RECORDED DATA >>
↓↓↓
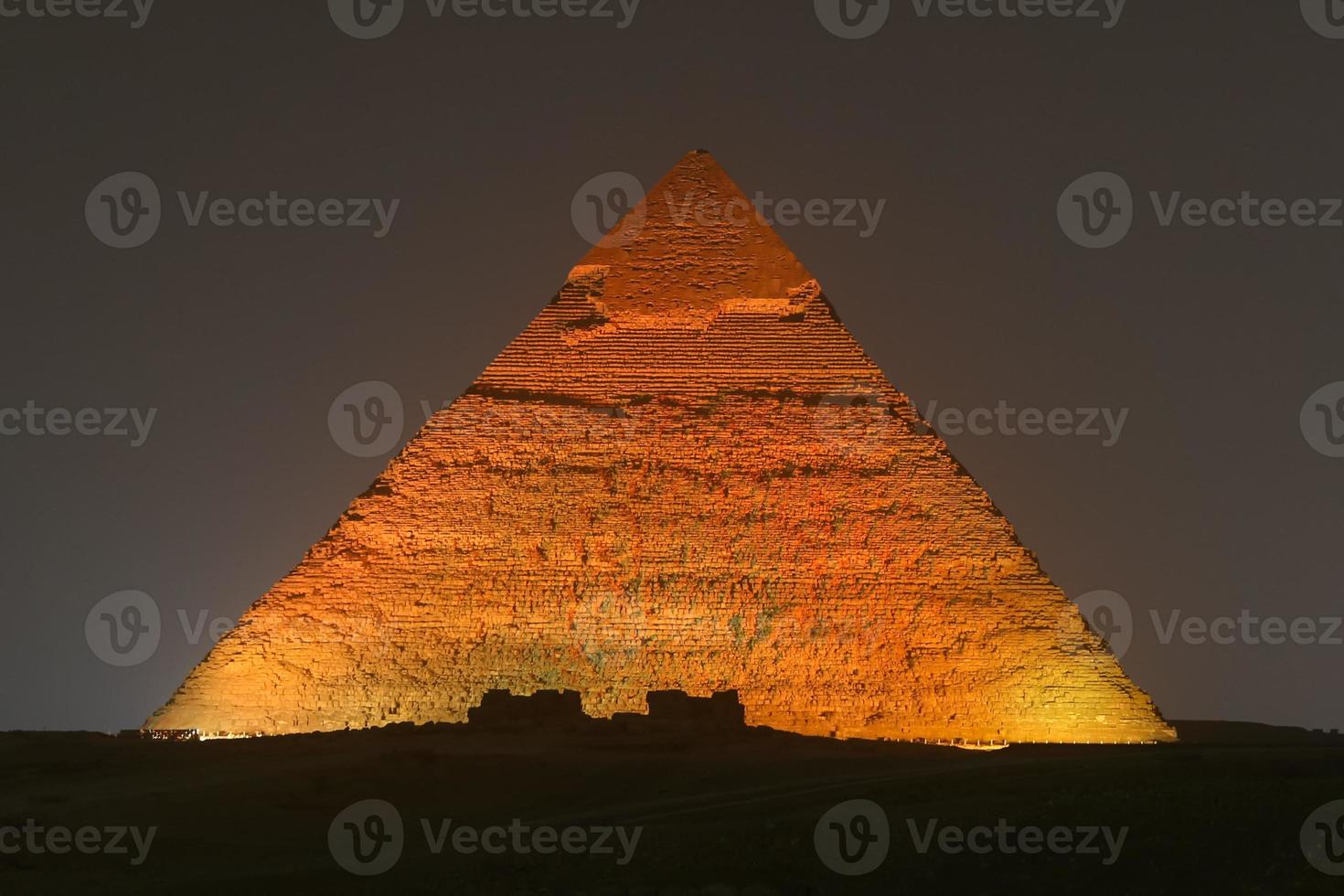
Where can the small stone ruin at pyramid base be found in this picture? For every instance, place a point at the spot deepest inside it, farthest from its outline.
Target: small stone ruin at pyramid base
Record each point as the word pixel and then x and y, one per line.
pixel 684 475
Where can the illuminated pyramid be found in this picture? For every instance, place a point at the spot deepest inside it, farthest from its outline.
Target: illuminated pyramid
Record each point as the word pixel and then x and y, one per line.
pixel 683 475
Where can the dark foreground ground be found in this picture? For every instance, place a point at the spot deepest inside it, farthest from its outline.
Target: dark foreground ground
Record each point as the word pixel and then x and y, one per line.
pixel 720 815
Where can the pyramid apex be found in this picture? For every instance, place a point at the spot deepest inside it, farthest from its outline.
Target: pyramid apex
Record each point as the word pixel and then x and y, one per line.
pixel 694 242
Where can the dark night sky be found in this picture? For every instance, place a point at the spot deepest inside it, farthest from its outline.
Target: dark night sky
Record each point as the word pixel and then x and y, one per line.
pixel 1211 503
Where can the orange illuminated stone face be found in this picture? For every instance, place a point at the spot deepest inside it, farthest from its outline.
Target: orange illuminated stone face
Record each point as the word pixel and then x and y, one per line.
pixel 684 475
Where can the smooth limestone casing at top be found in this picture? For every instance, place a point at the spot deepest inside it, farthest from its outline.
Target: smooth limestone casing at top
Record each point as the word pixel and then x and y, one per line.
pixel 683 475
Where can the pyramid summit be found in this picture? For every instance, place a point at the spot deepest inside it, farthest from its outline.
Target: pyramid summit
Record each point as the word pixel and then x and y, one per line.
↑↑↑
EXERCISE >> Search the entries for the word "ruin". Copy each line where it appears.

RESULT OF THE EXERCISE >>
Where can the small stone ruin at pyramid base be found in this picture? For every instance, place a point at the spot deepest inside it, farthest from its outline.
Target: small stone ruin at pyramid base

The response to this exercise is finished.